- _Problem_
Write out every line of the rows below word for word, leaving the pictures out.

[Excerpts from a point labeling dataset]
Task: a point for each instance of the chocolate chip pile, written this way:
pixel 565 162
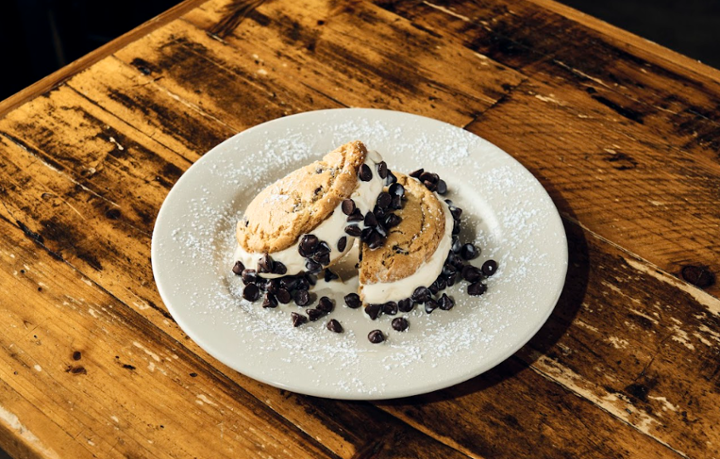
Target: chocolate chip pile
pixel 373 232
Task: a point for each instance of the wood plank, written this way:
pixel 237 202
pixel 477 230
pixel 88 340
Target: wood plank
pixel 655 94
pixel 624 184
pixel 326 63
pixel 56 78
pixel 114 384
pixel 628 341
pixel 135 98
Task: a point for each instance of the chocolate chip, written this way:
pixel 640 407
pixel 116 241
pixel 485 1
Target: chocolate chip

- _Result_
Task: a point for each instance of the chocolate chip pile, written this way:
pixel 565 162
Target: chocolate chip pile
pixel 373 232
Task: a point for each instance of the wood plank, written this way:
pixel 237 202
pixel 477 230
pixel 88 340
Target: wood plank
pixel 655 94
pixel 624 184
pixel 326 63
pixel 56 78
pixel 114 384
pixel 628 341
pixel 135 98
Task: a point for each instance of the chocolate chip, written this way:
pixel 640 407
pixel 116 241
pixel 485 1
Target: chocolate chip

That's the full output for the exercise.